A. Dr. Cyrous Samii. If I'm not mistaken, already appointed -- yes, appointed, I think -- appointed, or anyway picked up for, or designated undersecretary of finance, attended the meeting. Goudarzi was in the meeting; and Dr. Amini chaired the meeting. And he said, "Would you explain to us why you want to resign?" As if he needed some kind of witnesses, or as if it was my trial or something. I did explain my thoughts and the efforts on the unification of plan and budget functions and concluded that if the plan doesn't have the budget, the plan cannot keep its integrity and is a useless exercise.
I said the ministry people cannot do the budget, they're tax collectors and disbursement experts and do not understand the budget function in a developing economy. In fact, only planners can allocate, this is an allocating job. Now whether they are allocating for current expenditure or for investment expenditure, the job still can be done by the Plan Organization.
Nobody really gave me full support, except one man -- the new undersecretary of the ministry of finance -- supported me fully and that was Dr. Cyrous Samii. And that was very strange, because after all I knew the minister of finance did not support me; but Samii had the courage of his conviction in spite of his new responsibilities. Nobody else supported me and the meeting was adjourned.

----------

[Objective]
Revise the passage about the resignation meeting, giving everything from "A. Dr. Cyrous" down to "a useless exercise." with "meeting" replaced by "session".

[Given material]
----------

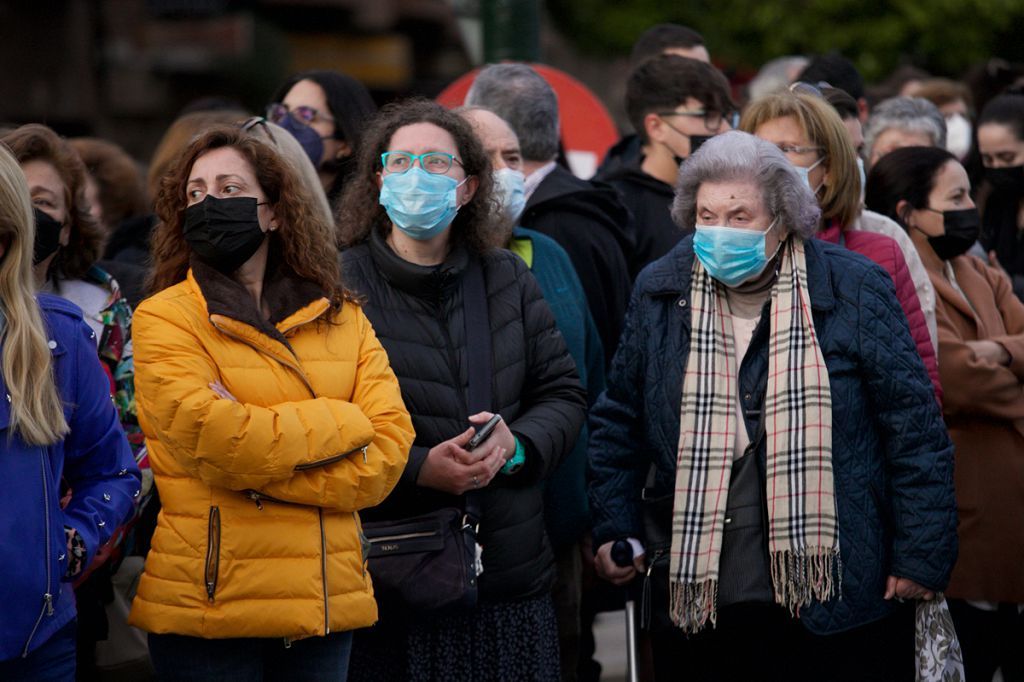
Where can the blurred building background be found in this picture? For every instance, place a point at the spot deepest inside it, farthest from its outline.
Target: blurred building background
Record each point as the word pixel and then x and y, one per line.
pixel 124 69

----------

[Task response]
A. Dr. Cyrous Samii. If I'm not mistaken, already appointed -- yes, appointed, I think -- appointed, or anyway picked up for, or designated undersecretary of finance, attended the session. Goudarzi was in the session; and Dr. Amini chaired the session. And he said, "Would you explain to us why you want to resign?" As if he needed some kind of witnesses, or as if it was my trial or something. I did explain my thoughts and the efforts on the unification of plan and budget functions and concluded that if the plan doesn't have the budget, the plan cannot keep its integrity and is a useless exercise.